EXTRACTED DATA »
=== Section Start ===

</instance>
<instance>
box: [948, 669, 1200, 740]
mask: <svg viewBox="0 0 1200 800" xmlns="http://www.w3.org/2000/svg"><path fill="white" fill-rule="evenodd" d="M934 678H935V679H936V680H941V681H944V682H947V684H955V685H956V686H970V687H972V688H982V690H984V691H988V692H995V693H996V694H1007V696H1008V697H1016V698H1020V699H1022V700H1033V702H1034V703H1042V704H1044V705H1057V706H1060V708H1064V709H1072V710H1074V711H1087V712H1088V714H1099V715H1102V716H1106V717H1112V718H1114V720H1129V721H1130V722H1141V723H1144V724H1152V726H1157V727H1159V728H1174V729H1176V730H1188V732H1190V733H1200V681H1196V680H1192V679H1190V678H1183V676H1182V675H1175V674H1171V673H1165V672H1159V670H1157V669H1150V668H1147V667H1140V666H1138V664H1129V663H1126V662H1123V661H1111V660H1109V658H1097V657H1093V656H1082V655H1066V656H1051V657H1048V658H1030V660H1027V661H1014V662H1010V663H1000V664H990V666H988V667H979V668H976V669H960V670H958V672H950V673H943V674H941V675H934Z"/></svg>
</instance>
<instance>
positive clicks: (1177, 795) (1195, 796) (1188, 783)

=== Section End ===

DIRECTIONS FOR THIS TASK » Update these lines by changing "positive clicks" to "foreground points" and leaving everything else as it is.

ANSWER SPACE »
</instance>
<instance>
box: [948, 669, 1200, 740]
mask: <svg viewBox="0 0 1200 800" xmlns="http://www.w3.org/2000/svg"><path fill="white" fill-rule="evenodd" d="M934 678H935V679H936V680H941V681H944V682H947V684H955V685H956V686H970V687H972V688H982V690H984V691H988V692H995V693H996V694H1007V696H1008V697H1016V698H1020V699H1022V700H1033V702H1034V703H1042V704H1044V705H1057V706H1060V708H1064V709H1072V710H1074V711H1087V712H1088V714H1099V715H1102V716H1106V717H1112V718H1114V720H1129V721H1130V722H1141V723H1144V724H1152V726H1157V727H1159V728H1174V729H1176V730H1188V732H1190V733H1200V681H1196V680H1192V679H1190V678H1183V676H1182V675H1175V674H1171V673H1165V672H1159V670H1157V669H1150V668H1147V667H1140V666H1138V664H1129V663H1126V662H1123V661H1111V660H1109V658H1097V657H1093V656H1082V655H1066V656H1051V657H1048V658H1030V660H1027V661H1014V662H1010V663H1000V664H990V666H988V667H979V668H976V669H960V670H958V672H950V673H943V674H941V675H934Z"/></svg>
</instance>
<instance>
foreground points: (1177, 795) (1195, 796) (1188, 783)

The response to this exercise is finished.